(DATA SHOWN)

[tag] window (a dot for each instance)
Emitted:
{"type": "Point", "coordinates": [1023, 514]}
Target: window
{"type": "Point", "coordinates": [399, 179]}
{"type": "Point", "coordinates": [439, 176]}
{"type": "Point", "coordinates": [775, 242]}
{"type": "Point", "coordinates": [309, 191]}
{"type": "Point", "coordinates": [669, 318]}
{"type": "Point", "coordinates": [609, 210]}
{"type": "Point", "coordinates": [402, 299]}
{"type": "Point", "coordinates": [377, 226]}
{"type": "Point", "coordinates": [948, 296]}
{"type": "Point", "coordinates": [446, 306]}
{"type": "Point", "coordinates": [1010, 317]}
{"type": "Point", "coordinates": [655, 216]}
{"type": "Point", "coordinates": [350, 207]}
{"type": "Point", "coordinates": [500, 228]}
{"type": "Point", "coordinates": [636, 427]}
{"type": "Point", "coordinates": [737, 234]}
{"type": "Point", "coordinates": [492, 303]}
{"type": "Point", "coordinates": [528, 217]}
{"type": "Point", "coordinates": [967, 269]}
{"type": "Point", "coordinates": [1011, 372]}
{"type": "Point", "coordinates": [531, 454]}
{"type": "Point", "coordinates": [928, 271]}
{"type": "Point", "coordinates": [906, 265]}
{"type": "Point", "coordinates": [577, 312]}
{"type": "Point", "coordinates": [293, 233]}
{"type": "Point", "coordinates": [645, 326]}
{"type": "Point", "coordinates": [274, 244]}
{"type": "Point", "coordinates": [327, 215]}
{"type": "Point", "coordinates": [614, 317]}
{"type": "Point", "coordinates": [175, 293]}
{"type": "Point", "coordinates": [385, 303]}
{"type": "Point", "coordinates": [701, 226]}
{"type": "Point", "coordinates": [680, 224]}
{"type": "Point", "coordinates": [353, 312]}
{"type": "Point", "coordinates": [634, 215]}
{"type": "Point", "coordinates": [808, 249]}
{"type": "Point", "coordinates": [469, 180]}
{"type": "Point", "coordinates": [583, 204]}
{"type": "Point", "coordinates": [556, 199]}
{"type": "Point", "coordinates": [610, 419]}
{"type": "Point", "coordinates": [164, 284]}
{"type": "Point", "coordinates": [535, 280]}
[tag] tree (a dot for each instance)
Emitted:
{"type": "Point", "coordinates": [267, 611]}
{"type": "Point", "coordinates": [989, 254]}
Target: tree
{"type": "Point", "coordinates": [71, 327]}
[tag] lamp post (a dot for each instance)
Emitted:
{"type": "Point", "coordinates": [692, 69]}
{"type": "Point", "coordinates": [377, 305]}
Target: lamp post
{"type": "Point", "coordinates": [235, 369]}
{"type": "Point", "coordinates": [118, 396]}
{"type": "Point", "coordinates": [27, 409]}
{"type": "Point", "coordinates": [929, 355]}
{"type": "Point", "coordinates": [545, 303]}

(End DATA SHOWN)

- **WORK REQUIRED**
Transcribe the data above in full, exactly as it appears.

- **SOLUTION TO THE EXERCISE**
[tag] window (a dot for each instance)
Emitted:
{"type": "Point", "coordinates": [1023, 514]}
Target: window
{"type": "Point", "coordinates": [399, 179]}
{"type": "Point", "coordinates": [439, 176]}
{"type": "Point", "coordinates": [775, 242]}
{"type": "Point", "coordinates": [309, 191]}
{"type": "Point", "coordinates": [669, 318]}
{"type": "Point", "coordinates": [609, 210]}
{"type": "Point", "coordinates": [402, 299]}
{"type": "Point", "coordinates": [377, 226]}
{"type": "Point", "coordinates": [948, 296]}
{"type": "Point", "coordinates": [446, 306]}
{"type": "Point", "coordinates": [1010, 317]}
{"type": "Point", "coordinates": [655, 216]}
{"type": "Point", "coordinates": [350, 207]}
{"type": "Point", "coordinates": [500, 228]}
{"type": "Point", "coordinates": [636, 427]}
{"type": "Point", "coordinates": [737, 234]}
{"type": "Point", "coordinates": [492, 303]}
{"type": "Point", "coordinates": [528, 217]}
{"type": "Point", "coordinates": [967, 269]}
{"type": "Point", "coordinates": [1011, 372]}
{"type": "Point", "coordinates": [531, 454]}
{"type": "Point", "coordinates": [928, 271]}
{"type": "Point", "coordinates": [906, 265]}
{"type": "Point", "coordinates": [577, 312]}
{"type": "Point", "coordinates": [293, 233]}
{"type": "Point", "coordinates": [645, 326]}
{"type": "Point", "coordinates": [274, 244]}
{"type": "Point", "coordinates": [327, 215]}
{"type": "Point", "coordinates": [614, 317]}
{"type": "Point", "coordinates": [175, 293]}
{"type": "Point", "coordinates": [385, 303]}
{"type": "Point", "coordinates": [701, 226]}
{"type": "Point", "coordinates": [680, 224]}
{"type": "Point", "coordinates": [353, 312]}
{"type": "Point", "coordinates": [634, 215]}
{"type": "Point", "coordinates": [808, 249]}
{"type": "Point", "coordinates": [469, 180]}
{"type": "Point", "coordinates": [583, 204]}
{"type": "Point", "coordinates": [556, 199]}
{"type": "Point", "coordinates": [610, 419]}
{"type": "Point", "coordinates": [164, 284]}
{"type": "Point", "coordinates": [535, 280]}
[tag] tree (a dot for each instance)
Emitted:
{"type": "Point", "coordinates": [267, 611]}
{"type": "Point", "coordinates": [989, 254]}
Target: tree
{"type": "Point", "coordinates": [71, 327]}
[tag] lamp post (a dot for each instance)
Emitted:
{"type": "Point", "coordinates": [692, 69]}
{"type": "Point", "coordinates": [377, 305]}
Target: lamp post
{"type": "Point", "coordinates": [235, 369]}
{"type": "Point", "coordinates": [118, 396]}
{"type": "Point", "coordinates": [27, 409]}
{"type": "Point", "coordinates": [929, 355]}
{"type": "Point", "coordinates": [545, 303]}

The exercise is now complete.